[DOCUMENT SECTION]:
In the realm of DUI convictions, one crucial aspect of the legal process is probation. Today, we have the opportunity to gain insights from Atty. Brian Douglas Sloan, an experienced legal professional in Phoenix, AZ, who will shed light on the different types of probation sentences for individuals convicted of DUI offenses.
Interviewer: Let’s talk about probation. So how often is probation given to someone who’s convicted? And what is a typical probation scenario for DUI?
Brian: For Misdemeanor DUIs, there are only certain courts that may require probation. With Aggravated DUIs, I have never had a client NOT receive probation. Probation is in place to ensure that the person is completing the terms of their sentence, prior to and after serving a jail or prison term, which is required on all DUI convictions.
Probation Entails a Monthly Service Fee
There’s only one type of Aggravated DUI conviction that does not require any prison time, but does require at least one day in jail, and that’s if you were driving with a child under the age of 15 in the vehicle, which is technically a Class 6 Felony. Still, you can have a sentence as low as one day in jail, but as high as two years in prison. Being on DUI / DWI probation also ensures that the court gets paid its money and that the person does their required alcohol or substance abuse counseling.
If there is an Aggravated DUI conviction, the minimum amount of fines and fees, comes out to about $4,500. The court wants to ensure that the person will continue paying off those fines and fees, and, for that reason, Felony Probation tends to be for several years, with the maximum being ten years. Normally the fines and fees will be required to be fully paid before probation can be terminated, and since Felony Probation often comes with monthly probation fees, the failure to pay off fines and fees in a timely manner leads to more fees being added to the total. Probation Service Fees are usually around $65-a-month probation, so a person is usually in a position where they are paying a monthly fee to be allowed to continue to pay a monthly fee, when they have to set up a payment plan for their fines and fees, if they can’t be paid off in full up front.
How Often Do Probation Officers Visit Your Home?

[SET OF TASKS]:
1/ According to the DUI probation text, what is the maximum length of Felony Probation?
2/ Reproduce, word for word, the stretch of the DUI probation text from "In the realm" through "all DUI convictions.".

[EXTRACTED INFORMATION]:
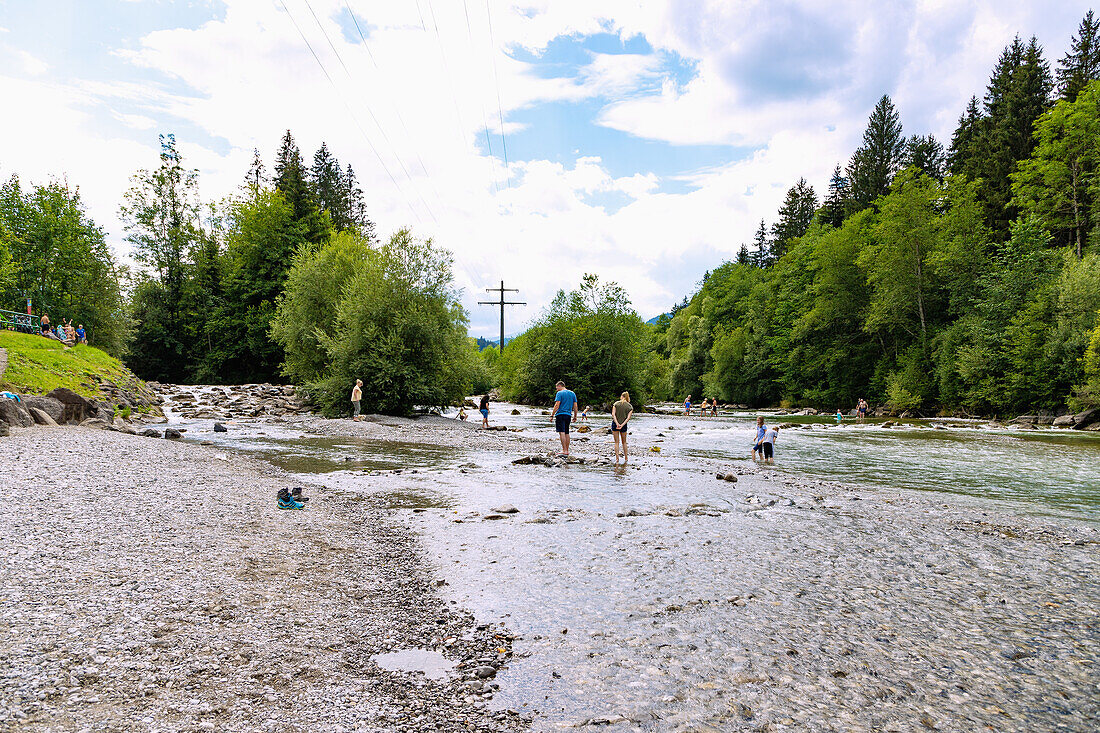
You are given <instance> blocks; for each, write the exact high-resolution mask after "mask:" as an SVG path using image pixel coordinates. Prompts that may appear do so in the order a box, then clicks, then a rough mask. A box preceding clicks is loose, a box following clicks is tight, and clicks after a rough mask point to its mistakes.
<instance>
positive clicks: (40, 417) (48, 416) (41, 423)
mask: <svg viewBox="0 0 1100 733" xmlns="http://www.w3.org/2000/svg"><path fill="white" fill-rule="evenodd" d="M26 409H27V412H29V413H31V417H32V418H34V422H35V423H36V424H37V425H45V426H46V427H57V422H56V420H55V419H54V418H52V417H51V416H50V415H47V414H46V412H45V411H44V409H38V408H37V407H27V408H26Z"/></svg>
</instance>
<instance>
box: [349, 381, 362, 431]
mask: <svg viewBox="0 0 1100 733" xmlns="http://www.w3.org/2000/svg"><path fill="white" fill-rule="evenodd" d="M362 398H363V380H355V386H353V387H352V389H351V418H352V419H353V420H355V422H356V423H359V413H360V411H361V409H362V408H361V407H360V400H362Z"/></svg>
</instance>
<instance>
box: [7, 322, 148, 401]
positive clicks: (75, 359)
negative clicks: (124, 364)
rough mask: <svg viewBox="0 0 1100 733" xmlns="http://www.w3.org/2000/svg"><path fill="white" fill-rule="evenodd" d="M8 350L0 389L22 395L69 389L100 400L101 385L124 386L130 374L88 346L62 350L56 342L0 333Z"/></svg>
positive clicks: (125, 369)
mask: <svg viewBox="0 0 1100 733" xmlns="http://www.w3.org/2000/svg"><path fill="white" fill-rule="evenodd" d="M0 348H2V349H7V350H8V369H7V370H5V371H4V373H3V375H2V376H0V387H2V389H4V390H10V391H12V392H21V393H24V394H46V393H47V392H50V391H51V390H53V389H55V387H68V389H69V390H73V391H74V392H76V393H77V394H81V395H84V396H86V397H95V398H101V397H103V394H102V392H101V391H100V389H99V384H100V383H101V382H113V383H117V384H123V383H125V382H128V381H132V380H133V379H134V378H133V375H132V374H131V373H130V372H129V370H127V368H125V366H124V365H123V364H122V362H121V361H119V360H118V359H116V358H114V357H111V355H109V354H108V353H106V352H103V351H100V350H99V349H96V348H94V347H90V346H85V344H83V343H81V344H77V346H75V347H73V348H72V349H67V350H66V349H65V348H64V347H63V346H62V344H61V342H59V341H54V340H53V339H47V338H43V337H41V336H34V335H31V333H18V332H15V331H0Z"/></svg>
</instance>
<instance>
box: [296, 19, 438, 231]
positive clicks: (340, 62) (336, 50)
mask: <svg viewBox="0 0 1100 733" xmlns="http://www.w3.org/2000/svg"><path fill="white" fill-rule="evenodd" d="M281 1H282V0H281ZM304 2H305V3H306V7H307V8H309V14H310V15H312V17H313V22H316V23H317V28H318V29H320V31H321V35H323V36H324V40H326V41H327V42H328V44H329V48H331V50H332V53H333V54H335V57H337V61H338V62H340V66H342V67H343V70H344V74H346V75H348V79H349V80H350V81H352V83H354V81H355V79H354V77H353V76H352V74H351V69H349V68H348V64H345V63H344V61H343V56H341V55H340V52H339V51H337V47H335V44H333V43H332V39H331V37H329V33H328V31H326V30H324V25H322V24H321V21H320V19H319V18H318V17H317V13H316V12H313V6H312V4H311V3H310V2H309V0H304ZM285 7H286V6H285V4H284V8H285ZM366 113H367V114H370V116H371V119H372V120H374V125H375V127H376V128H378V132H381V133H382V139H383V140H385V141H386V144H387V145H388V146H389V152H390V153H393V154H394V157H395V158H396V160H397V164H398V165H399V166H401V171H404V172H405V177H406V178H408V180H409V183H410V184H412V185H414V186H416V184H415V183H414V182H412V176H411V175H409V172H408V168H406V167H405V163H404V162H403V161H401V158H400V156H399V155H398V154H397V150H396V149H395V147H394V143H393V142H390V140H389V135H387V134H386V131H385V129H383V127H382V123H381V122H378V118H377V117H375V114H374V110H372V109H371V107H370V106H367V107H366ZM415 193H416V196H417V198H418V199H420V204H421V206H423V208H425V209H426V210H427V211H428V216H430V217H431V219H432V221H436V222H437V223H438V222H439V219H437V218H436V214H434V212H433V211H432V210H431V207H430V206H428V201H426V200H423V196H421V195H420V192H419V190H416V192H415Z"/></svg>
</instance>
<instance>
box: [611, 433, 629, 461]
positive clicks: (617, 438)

* * *

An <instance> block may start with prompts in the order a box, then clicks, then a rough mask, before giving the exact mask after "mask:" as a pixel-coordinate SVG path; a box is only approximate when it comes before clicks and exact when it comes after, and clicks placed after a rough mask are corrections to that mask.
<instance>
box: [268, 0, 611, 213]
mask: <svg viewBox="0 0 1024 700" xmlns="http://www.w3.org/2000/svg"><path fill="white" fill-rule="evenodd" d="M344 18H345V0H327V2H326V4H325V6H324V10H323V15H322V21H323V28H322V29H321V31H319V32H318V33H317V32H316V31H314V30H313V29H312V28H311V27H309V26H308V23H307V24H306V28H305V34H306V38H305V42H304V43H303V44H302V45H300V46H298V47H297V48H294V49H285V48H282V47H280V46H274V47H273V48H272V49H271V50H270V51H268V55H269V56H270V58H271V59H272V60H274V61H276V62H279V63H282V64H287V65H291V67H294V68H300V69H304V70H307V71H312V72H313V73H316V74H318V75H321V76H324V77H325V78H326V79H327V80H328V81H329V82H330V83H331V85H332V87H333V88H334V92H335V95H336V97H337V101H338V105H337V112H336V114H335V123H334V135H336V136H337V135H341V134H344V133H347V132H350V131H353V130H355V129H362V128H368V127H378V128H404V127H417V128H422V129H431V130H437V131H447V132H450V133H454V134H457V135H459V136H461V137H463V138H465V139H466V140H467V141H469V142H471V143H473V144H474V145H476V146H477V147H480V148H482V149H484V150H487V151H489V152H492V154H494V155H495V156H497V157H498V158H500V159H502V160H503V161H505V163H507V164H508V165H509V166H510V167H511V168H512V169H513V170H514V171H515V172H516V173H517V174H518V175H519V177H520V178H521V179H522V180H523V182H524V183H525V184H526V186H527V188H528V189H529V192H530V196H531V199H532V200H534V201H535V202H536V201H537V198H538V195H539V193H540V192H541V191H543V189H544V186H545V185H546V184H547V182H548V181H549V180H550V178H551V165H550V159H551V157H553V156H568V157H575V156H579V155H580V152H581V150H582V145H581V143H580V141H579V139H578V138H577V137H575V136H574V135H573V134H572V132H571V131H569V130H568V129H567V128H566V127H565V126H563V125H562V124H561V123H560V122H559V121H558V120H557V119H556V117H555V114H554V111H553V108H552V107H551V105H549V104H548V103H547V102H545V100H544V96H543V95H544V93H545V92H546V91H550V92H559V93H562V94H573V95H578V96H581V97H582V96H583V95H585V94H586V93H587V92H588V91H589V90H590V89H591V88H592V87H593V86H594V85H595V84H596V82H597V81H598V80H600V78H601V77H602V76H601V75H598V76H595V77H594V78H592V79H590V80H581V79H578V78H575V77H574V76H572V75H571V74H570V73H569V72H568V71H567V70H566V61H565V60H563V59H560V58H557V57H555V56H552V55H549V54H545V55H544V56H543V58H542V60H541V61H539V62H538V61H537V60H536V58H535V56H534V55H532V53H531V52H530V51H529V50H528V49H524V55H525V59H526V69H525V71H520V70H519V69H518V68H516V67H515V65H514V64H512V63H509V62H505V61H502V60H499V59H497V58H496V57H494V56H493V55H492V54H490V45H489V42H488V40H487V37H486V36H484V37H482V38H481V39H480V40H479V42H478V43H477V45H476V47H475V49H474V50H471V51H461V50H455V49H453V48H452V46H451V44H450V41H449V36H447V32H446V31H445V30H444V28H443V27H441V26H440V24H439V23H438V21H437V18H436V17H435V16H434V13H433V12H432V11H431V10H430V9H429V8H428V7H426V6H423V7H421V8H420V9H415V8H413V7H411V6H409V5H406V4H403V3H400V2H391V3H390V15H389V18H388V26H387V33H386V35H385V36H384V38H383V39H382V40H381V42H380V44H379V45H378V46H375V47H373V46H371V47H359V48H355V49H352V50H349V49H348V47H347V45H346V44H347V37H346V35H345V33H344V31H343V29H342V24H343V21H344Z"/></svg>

[PER-TASK ANSWERS]:
1/ Ten years.

2/
In the realm of DUI convictions, one crucial aspect of the legal process is probation. Today, we have the opportunity to gain insights from Atty. Brian Douglas Sloan, an experienced legal professional in Phoenix, AZ, who will shed light on the different types of probation sentences for individuals convicted of DUI offenses.
Interviewer: Let’s talk about probation. So how often is probation given to someone who’s convicted? And what is a typical probation scenario for DUI?
Brian: For Misdemeanor DUIs, there are only certain courts that may require probation. With Aggravated DUIs, I have never had a client NOT receive probation. Probation is in place to ensure that the person is completing the terms of their sentence, prior to and after serving a jail or prison term, which is required on all DUI convictions.